## Task brief:
In the student engagement excerpt below, please condense the paragraph that begins "The definition of student engagement is" into a short bulleted list that keeps its main facts.

## Excerpt:
+---+

Regardless of their tenure or the grade level they teach, educators often seek professional development resources on student engagement. As it is critical to student success, teachers need a deeper understanding of the topic. This guide provides answers to some of the most commonly asked questions and frequently researched topics pertaining to student engagement.
What is Student Engagement?
The definition of student engagement is “the level of attention, curiosity, interest, passion, and optimism students experience when learning.” Discerning whether a student is engaged involves more than monitoring their outward behavior, such as how often a student raises their hand to participate in class. Student engagement also includes not-so-tell-tale signs that require understanding all three types of student engagement, including cognitive, emotional, and behavioral engagement.
- Cognitive Engagement — Cognitive engagement can be measured by identifying the student’s interest in the tasks, their effort and persistence while working on the tasks, and how absorbed they are in it
- Emotional Engagement — Emotional engagement may be measured by identifying the student’s feelings. Make sure students feel safe with other students and you so that they may express their engagement with the tasks.
- Behavioral Engagement — Behavioral engagement is the most easily observable form of engagement because students give outward signs that they are engaged, such as class participation.
What Does Student Engagement Look Like?

+---+

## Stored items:
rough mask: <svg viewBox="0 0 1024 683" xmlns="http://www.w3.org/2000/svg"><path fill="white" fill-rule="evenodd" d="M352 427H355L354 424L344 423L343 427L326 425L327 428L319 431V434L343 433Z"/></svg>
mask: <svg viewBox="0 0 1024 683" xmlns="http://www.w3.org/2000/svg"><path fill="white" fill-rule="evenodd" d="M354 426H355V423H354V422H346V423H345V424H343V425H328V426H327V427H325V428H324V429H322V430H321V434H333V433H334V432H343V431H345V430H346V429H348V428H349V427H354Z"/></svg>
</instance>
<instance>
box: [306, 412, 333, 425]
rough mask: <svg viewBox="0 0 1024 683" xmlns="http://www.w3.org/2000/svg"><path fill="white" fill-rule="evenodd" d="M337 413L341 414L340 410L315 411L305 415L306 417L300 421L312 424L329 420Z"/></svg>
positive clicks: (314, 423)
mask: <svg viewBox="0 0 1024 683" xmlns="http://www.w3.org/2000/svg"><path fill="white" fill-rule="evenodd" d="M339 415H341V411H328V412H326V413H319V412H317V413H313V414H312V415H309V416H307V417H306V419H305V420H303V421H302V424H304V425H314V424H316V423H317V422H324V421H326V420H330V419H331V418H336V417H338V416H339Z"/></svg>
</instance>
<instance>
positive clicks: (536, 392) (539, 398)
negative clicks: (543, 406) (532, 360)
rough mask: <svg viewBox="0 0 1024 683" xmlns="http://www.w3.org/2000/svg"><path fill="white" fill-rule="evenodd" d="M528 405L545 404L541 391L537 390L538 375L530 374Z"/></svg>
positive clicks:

+---+

## Task answer:
- Student engagement is defined as "the level of attention, curiosity, interest, passion, and optimism students experience when learning."
- Telling whether a student is engaged takes more than watching outward behavior, such as how often the student raises a hand in class.
- It also includes less obvious signs, which require understanding all three types of engagement: cognitive, emotional, and behavioral.